Kelahiran anak pertama mendatangkan kebahagiaan tak terkira bagi Afrini Petni (33) dan suaminya pada sembilan tahun yang lalu. Namun, kebahagiaan tersebut berubah menjadi kekhwatiran saat melihat perkembangan bagian kepala putranya, Afwandi, yang tidak semestinya dan semakin membesar. Rini membawa Afwandi ke salah satu rumah sakit di Duri, Riau untuk konsul. Petugas kesehatan di rumah sakit tersebut menyampaikan ada kelainan di kepala Afwandi, sehingga di rujuk ke RS M. Djamil Padang untuk konsul lebih lanjut.
Rini dengan Afwandri (9 tahun) |
“Dokter di M. Djamil Padang
menyatakan perlu tindakan operasi secepatnya karena menderita Hidrosefalus.
════════
## TUGAS
Menurut teks dokumen, ke rumah sakit mana Afwandi dirujuk untuk konsul lebih lanjut?
════════
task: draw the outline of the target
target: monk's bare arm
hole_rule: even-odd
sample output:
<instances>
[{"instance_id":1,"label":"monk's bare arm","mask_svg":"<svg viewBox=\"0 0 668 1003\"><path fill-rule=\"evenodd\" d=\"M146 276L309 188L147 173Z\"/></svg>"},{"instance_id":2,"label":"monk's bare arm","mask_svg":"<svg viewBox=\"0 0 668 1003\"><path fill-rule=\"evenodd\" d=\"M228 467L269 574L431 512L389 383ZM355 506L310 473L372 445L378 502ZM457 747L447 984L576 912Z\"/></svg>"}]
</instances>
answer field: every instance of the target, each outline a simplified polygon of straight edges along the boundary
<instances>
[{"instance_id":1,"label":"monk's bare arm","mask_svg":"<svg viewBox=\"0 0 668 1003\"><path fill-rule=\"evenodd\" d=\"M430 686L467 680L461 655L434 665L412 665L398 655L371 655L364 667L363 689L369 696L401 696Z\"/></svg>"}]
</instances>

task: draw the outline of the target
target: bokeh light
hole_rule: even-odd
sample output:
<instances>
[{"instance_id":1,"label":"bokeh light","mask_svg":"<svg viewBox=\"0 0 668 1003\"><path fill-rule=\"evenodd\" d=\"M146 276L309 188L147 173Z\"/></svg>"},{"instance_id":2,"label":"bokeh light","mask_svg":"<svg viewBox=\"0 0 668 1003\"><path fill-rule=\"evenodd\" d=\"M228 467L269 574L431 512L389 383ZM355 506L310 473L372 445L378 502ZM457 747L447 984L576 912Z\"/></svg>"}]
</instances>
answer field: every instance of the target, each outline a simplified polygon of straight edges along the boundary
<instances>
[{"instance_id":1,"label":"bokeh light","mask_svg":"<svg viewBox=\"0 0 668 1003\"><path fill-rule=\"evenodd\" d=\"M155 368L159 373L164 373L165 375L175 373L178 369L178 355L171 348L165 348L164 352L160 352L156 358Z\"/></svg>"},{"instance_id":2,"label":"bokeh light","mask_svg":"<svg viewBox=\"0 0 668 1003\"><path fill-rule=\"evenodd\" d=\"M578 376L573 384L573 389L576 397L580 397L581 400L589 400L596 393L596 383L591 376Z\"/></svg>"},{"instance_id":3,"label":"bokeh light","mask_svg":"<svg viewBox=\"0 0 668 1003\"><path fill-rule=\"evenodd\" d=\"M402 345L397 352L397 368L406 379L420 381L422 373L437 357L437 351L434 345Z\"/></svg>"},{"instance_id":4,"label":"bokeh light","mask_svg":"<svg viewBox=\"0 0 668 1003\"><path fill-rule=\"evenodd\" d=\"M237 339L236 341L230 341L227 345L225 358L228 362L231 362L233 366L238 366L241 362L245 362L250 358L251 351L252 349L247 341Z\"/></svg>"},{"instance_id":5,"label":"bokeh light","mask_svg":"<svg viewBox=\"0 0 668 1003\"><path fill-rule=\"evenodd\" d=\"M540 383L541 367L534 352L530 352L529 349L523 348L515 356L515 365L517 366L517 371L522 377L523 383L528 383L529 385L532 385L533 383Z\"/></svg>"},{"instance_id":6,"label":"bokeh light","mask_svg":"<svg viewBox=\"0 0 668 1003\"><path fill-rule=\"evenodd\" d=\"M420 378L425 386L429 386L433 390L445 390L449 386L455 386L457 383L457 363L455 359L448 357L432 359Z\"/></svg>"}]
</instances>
════════
## JAWABAN ANDA
RS M. Djamil Padang.